■ **Brano citato**
- - -

Lo ha affermato il ministro dell'Ambiente Gian Luca Galletti, nel suo intervento alla presentazione del report “Manutenzione Italia 2016 - Azioni per l’Italia sicura” dell'Associazione Nazionale Consorzi di gestione e tutela del territorio e acque irrigue (Anbi), svoltasi ieri a Roma.

I DATI MINAMBIENTE E ISPRA. Secondo i dati del Ministero dell’Ambiente e della Tutela del Territorio, il 9,8% del territorio nazionale è costituito da aree ad elevata criticità idrogeologica; si tratta dell’82% dei comuni, dove si stimano a rischio 6.250 scuole, 550 strutture sanitarie, circa 500.000 aziende (agricole comprese), 1.200.000 edifici residenziali e non.

L’intensa urbanizzazione, sviluppatasi senza tenere in alcuna considerazione le aree fragili dal punto di vista idrogeologico (alluvioni, frane, dissesti), il contemporaneo abbandono delle aree collinari e montane da parte della popolazione e delle attività agricole, i cambiamenti climatici hanno acuito la fragilità del territorio.

Non è possibile stimare il valore della sicurezza, ma quello del costo del dissesto idrogeologico sì: 2,5 miliardi di euro all’anno.

L’ISPRA ha rilevato 1.221.811 ettari del territorio nazionale a pericolosità idraulica elevata (tempo di ritorno degli eventi tra i 20 e 50 anni), 2.441.080 a pericolosità media (tempo di ritorno fra 100 e 200 anni) e 3.215.040 a pericolosità bassa (scarsa probabilità di alluvioni o scenari di eventi estremi). In totale si tratta di 6.877.931 ettari (23% dell’intera superficie).

L’ISPRA, inoltre, ha individuato 1.640 comuni interessati da aree solo con pericolosità da frana elevata o molto elevata, 1.607 comuni interessati da aree solo a pericolosità idraulica media, 3.898 comuni interessati da aree sia a pericolosità da frana elevata o molto elevata, sia a pericolosità idraulica media.

Il totale dei comuni italiani interessati da aree con pericolosità da frana e/o idraulica risultano pertanto 7.145, pari all’88,3%, mentre i comuni non interessati da tali aree risultano solamente 947.

La superficie delle aree classificate a pericolosità da frana elevata o molto elevata e idraulica media ammonta complessivamente a 4.774.700 ettari, pari a 15,8% del territorio nazionale.

La popolazione italiana a rischio frane è 5.624.402 abitanti (1.224.000 abitanti nelle aree a maggiore pericolosità), le imprese a rischio sono 362.369 (79.530 nelle aree a maggiore pericolosità), 34.651 sono i beni culturali a rischio (10.335 nelle aree a maggiore pericolosità), le superfici artificiali si estendono su ha. 1.830.300 (ha. 376.300 nelle aree a maggiore pericolosità).

- - -

■ **Consegna A**
Indica se ciascuna affermazione concorda con il brano sul dissesto idrogeologico, rispondendo sì o no e citando le parole decisive del brano: (i) i comuni non interessati da aree a pericolosità da frana e/o idraulica sono 947; (ii) il costo del dissesto idrogeologico è di 2,5 miliardi di euro al mese; (iii) le imprese a rischio frane sono circa 500.000.
■ **Consegna B**
Elenca tutte le categorie che, secondo i dati del Ministero dell’Ambiente riportati nel brano sul dissesto idrogeologico, risultano a rischio nei comuni ad elevata criticità, ciascuna con il numero indicato.
■ **Consegna C**
Per favore, scrivi il seguito del brano sul dissesto idrogeologico, a partire dalla sua ultima frase.

■ **Materiale fornito**
- - -

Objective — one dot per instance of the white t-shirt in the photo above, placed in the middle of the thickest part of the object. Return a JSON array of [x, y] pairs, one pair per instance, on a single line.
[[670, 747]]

- - -

■ **Svolgimento A**
(i) Sì: "i comuni non interessati da tali aree risultano solamente 947".
(ii) No: "2,5 miliardi di euro all’anno".
(iii) No: "le imprese a rischio sono 362.369".

■ **Svolgimento B**
- 6.250 scuole
- 550 strutture sanitarie
- circa 500.000 aziende (agricole comprese)
- 1.200.000 edifici residenziali e non

■ **Svolgimento C**
La popolazione a rischio alluvioni è di 9.039.990 abitanti (di cui 5.922.922 a pericolosità media ed elevata), le imprese a rischio sono 879.364 (di cui 576.535 a pericolosità media ed elevata), i beni culturali a rischio sono 40.454 (di cui 29.005 a pericolosità media ed elevata), le superfici artificiali a rischio si estendono su 292.690 ettari (di cui ha. 201.130 a pericolosità media ed elevata).

L’impermeabilizzazione rappresenta la principale causa di degrado del suolo in Europa, in quanto comporta un rischio accresciuto di inondazioni, contribuisce ai cambiamenti climatici, minaccia la biodiversità, contribuisce alla progressiva e sistematica distruzione del paesaggio soprattutto rurale.

CONSUMO DI SUOLO. Il consumo di suolo in Italia continua a crescere, pur segnando un importante rallentamento negli ultimi anni: tra il 2013 e il 2015 le nuove coperture artificiali hanno riguardato altri 250 chilometri quadrati di territorio, ovvero, in media, circa 35 ettari al giorno. Una velocità di trasformazione di circa 4 metri quadrati di suolo che, nell’ultimo periodo, sono stati irreversibilmente persi ogni secondo. Dopo aver toccato anche gli 8 metri quadrati al secondo degli anni 2000, il rallentamento iniziato nel periodo 2008-2013 (tra i 6 e i 7 metri quadrati al secondo) si è consolidato negli ultimi due anni.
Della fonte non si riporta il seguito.